▸ **Travail à faire**
(A) Selon l'extrait sur les marchés publics, de quel montant à quel montant le coût du Building administratif est-il passé ?
(B) Poursuivez le texte sur les entrepreneurs autoproclamés et les marchés publics à partir de sa dernière phrase.

▸ **Extrait choisi**
# # # # #
5/ La plupart de ceux qui se prévalent «entrepreneurs» et qui très souvent font beaucoup de bruit autour d’associations, de patronats ou de groupements d’hommes d’affaires sont de parfaits inconnus dans le monde réel du travail et de l’entrepreneuriat. Ils trustent les présidences et autres postes de responsabilité sans être en mesure de vous montrer une seule usine ou une seule entreprise qu’ils auraient créée et qu’ils sont en train de manager. De véritables usurpateurs qui sont en réalité de redoutables escrocs. Experts dans l’art de l’infiltration et du trafic d’influence, ils squattent les endroits chics et organisent régulièrement des soirées et dîners de gala festifs pour y décerner des prix de pacotille (Cauris, Sedar et autres) à de vrais managers qui se seront laissés plumer en toute beauté en acceptant de payer au prix fort ces trophées en toc, véritables colifichets désuets dans une innocence complice. Ils sont là et se reconnaissent très bien tout en étant très bien connus de tout le monde. Mais on laisse faire dans un système de falsification et d’imposture laxiste. Du vrai ponce pilatisme. Ne suivez pas mon regard deh.
6/ Dès lors, comment peut-il être étonnant que les scandales dans les commandes publiques allouées aux entrepreneurs nationaux se suivent et se multiplient sans cesse dans tous les domaines ?
Quelques rappels de «l’expertise» et des «hauts faits d’armes» de nos capitaines d’industrie nationaux.
Le Building administratif qui, d’avenant en avenant, est passé de huit milliards à plus de quinze milliards et qui peine toujours à être achevé et livré définitivement plus de dix ans après le démarrage des chantiers. L’hôpital de Fatick qui aura mis plus de 10 ans sans être jamais terminé. Et ce n’est pas Mballo Dia Thiam de «And Guesseum» qui va me démentir. Le Mémorial «Le Joola» qui aura mis plus de vingt ans avant d’être finalisé tandis que le Mémorial de Gorée, l’autre combat épique du «lauréat des prix de la poésie francophone», reste encore à l’état larvaire plus de vingt ans après son lancement. L’état d’exécution du stade de Sédhiou qui n’a pas fini de scandaliser la ministre des Sports, le scandale des semences et tant, tant d’autres chantiers, commandes et marchés dont les affairistes et entrepreneurs autoproclamés se sont emparés et en véritables sangsues, les ont littéralement sabotés et sabordés sans état d’âme aucun. Tous, tant qu’ils sont, une fois, l’avance de démarrage d’un marché de travaux de chantiers, de fournitures ou de toutes autres prestations de service, encaissée , ils s’empressent de se rendre chez leur marabout pour payer leur dîme, se coltiner pour certains, une nouvelle épouse et pour d’autres se payer un véhicule haut de gamme pour marquer leur entrée dans «la cour des Grands»… Cour des grands voleurs. Oui. Mais Allah ne dort pas et veille toujours. Ainsi, toute entreprise assise sur l’injustice, la roublardise, le vol, la concussion et autres «taf yenguel» ou «ndjoutt ndiath» est inexorablement vouée à la décrépitude et à la faillite. irrémédiablement.
# # # # #
▸ **Informations extraites**
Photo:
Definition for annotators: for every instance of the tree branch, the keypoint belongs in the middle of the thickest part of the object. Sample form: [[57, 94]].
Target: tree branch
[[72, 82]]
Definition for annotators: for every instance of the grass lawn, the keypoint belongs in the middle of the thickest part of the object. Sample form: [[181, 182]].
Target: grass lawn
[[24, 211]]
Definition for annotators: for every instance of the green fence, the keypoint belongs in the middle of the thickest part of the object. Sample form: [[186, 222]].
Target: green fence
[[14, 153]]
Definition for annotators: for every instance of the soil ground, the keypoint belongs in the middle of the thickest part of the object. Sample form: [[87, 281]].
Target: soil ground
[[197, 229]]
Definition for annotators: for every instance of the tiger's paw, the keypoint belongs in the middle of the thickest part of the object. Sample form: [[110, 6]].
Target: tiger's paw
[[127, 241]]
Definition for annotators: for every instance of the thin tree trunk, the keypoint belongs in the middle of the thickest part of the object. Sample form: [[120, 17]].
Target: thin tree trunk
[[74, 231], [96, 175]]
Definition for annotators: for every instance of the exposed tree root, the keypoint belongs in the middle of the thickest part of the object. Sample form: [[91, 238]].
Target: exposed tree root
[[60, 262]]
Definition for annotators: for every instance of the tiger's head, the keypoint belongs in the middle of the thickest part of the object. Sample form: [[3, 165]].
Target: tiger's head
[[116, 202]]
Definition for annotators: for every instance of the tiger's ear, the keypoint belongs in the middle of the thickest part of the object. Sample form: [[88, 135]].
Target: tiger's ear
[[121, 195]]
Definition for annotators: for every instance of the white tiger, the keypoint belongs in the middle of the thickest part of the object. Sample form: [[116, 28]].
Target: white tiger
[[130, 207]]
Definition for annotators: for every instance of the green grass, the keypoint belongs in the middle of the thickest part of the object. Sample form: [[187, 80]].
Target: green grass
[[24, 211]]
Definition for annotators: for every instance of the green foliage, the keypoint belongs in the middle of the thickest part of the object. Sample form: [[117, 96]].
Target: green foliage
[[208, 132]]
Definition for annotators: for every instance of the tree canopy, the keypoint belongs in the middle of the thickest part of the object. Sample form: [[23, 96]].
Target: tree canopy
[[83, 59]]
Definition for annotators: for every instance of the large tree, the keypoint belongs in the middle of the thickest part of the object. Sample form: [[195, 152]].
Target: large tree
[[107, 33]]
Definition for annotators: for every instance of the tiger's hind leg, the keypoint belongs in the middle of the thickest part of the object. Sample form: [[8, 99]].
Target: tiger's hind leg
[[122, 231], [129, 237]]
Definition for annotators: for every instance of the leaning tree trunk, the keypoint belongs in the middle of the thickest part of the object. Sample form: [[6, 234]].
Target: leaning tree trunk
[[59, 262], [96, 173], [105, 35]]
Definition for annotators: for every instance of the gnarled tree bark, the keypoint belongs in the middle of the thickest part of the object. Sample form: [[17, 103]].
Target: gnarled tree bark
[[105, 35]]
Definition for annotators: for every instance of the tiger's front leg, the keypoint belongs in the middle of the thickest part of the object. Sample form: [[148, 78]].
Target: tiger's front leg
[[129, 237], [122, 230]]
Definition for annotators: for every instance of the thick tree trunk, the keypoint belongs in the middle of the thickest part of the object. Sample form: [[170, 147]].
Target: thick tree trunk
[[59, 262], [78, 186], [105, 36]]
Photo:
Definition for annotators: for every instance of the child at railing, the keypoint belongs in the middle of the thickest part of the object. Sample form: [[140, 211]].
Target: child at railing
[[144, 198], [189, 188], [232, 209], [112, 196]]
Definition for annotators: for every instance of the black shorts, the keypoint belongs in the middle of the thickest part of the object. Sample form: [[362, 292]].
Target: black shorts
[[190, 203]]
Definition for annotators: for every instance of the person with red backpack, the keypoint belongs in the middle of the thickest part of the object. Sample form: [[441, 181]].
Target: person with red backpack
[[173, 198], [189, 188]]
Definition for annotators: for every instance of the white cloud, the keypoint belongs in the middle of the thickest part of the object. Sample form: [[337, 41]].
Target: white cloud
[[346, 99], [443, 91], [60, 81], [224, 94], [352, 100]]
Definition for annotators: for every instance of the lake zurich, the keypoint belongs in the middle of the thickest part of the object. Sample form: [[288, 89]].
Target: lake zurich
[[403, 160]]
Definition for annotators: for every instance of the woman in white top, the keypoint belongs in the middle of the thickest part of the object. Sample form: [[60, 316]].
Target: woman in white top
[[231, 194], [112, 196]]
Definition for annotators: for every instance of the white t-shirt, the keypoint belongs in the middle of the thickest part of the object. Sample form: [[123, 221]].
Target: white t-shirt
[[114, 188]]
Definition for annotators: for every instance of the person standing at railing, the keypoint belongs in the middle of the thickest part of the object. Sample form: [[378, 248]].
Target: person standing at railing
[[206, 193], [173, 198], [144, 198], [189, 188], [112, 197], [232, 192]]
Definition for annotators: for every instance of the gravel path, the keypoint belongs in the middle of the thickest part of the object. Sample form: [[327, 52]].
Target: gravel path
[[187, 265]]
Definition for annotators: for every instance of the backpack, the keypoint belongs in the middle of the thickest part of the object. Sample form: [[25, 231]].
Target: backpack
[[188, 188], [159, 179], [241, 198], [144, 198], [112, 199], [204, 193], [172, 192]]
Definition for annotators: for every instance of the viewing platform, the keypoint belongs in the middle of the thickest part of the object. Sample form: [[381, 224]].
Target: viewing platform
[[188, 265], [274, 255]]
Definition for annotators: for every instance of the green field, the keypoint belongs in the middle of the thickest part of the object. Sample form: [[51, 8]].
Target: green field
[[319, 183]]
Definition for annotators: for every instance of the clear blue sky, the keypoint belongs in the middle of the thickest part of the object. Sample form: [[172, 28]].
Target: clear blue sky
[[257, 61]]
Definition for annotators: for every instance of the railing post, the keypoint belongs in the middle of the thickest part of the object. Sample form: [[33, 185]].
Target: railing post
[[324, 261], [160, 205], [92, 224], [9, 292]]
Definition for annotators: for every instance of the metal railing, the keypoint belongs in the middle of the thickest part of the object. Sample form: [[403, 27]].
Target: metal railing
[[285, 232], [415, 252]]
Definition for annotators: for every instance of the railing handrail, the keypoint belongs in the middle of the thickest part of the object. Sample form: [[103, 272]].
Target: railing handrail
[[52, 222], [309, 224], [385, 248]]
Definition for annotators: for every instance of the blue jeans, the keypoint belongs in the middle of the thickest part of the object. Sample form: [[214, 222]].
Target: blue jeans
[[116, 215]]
# # # # #
▸ **Réponses attendues**
(A) Il est passé de huit milliards à plus de quinze milliards.

(B)
Toujours dans ce chapitre «des exceptions sénégalaises», on peut y classer les attitudes inqualifiables des transporteurs qui, malgré l’avertissement gouvernemental lors de la Tabaski, n’ont eu aucun scrupule à revenir à leurs manœuvres délictuelles voire criminelles en augmentant encore à l’excès, les prix des transports lors du Magal de Touba et sans aucun état d’âme. Et les voilà. Tout contents d’entasser les voyageurs dans des guimbardes d’un autre âge, et de rouler à plein gaz sur nos routes en mauvais état, pour assouvir leur cupidité vorace au mépris des accidents mortels causés par leur faute. Terrible.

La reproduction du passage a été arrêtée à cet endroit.